• _GIVEN TASK 1_: Echo the stretch of the comment thread on electric cars from "Anyhoo, I think" through "he took any.".
• _GIVEN TASK 2_: Say whether each statement agrees with the comment thread on electric cars, answering yes or no and quoting the words that decide it. (a) One commenter says their Leaf returns 4 miles per kwh. (b) One commenter finds switching the entire fleet to ethanol or bio-diesel more feasible than getting 100% of electricity from green sources. (c) The commenter replying to @21 thinks the article was really about the cars.

• _TEXT PASSAGE_:

::::::::::

I'm all for "serious public watchdogs" - but the keyword is serious.
29
@21 - I don't think the article was really about the cars, but I'm totally with you. This whole idea that driving a hybrid or an all-electric car lessens your impact is nothing but a comforting falsehood. Fewer humans consuming less per capita - that's the only real way to lessen our impact. Everything else is just window dressing. That's a much harder message to make money off of, so you know - let's keep mining lithium.
30
"Depends on your zip code".
We put up solar panels before we bought our Leaf, which returns 4 miles per kwh vs the Tesla @2.
Lead batteries are recycled, Lithium also, AND re-purposed

Was the article title supposed to be
"PSE still using antique technologies" ?
31
So, "Seattle Electric Vehicle Association legislative issues coordinator John McCoy" wants to make it clear to all of us that people on the Eastside do not care about where their electricity comes from. Why?

Anyhoo, I think the big difference between electric and gasoline cars is that electricity can be generated in a sustainable fashion. The prospect of getting 100% of our electricity from "green" sources seems a lot more feasible than the prospect of switching the entire fleet over to ethanol or bio-diesel.
32
@11 It's a shame you had to learn that Ansel is an idiot, and not a journalist, in this fashion. Did he leave a $1,000 camera unattended while interviewing you? He certainly seemed to have left his notes behind, assuming he took any.

::::::::::

• _DATASET ENTRIES_:
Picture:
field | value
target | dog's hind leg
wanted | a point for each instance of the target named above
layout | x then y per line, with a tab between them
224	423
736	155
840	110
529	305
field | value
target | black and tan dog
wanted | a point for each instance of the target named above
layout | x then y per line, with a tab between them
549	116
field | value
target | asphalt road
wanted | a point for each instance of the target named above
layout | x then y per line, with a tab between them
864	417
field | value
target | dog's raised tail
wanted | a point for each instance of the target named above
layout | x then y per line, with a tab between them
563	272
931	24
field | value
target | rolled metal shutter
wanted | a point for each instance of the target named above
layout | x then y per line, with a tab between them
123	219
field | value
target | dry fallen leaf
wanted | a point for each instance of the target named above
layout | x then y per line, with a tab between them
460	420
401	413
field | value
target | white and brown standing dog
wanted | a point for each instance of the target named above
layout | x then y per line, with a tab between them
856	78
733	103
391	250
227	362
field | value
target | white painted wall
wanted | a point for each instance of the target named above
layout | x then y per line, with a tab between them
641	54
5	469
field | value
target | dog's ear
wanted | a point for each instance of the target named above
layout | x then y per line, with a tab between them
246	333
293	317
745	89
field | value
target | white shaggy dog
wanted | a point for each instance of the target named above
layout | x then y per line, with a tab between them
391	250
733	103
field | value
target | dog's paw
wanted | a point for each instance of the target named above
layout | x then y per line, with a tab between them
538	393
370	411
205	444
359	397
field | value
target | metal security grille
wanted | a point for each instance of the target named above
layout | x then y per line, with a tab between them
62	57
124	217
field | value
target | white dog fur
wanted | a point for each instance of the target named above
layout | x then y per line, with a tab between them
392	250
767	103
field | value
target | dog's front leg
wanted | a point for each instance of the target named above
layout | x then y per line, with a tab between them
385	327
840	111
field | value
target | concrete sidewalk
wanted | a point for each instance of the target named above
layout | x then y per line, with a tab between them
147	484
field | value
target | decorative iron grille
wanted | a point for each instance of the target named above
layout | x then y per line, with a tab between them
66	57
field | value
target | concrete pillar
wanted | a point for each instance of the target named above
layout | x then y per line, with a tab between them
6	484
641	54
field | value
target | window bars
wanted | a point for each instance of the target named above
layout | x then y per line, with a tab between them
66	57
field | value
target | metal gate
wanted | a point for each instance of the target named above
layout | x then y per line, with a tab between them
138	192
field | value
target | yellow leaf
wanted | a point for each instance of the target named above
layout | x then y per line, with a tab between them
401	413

::::::::::

• _FINAL ANSWER 1_:
Anyhoo, I think the big difference between electric and gasoline cars is that electricity can be generated in a sustainable fashion. The prospect of getting 100% of our electricity from "green" sources seems a lot more feasible than the prospect of switching the entire fleet over to ethanol or bio-diesel.
32
@11 It's a shame you had to learn that Ansel is an idiot, and not a journalist, in this fashion. Did he leave a $1,000 camera unattended while interviewing you? He certainly seemed to have left his notes behind, assuming he took any.

• _FINAL ANSWER 2_:
(a) Yes: "We put up solar panels before we bought our Leaf, which returns 4 miles per kwh vs the Tesla @2."
(b) No: "The prospect of getting 100% of our electricity from "green" sources seems a lot more feasible than the prospect of switching the entire fleet over to ethanol or bio-diesel."
(c) No: "I don't think the article was really about the cars"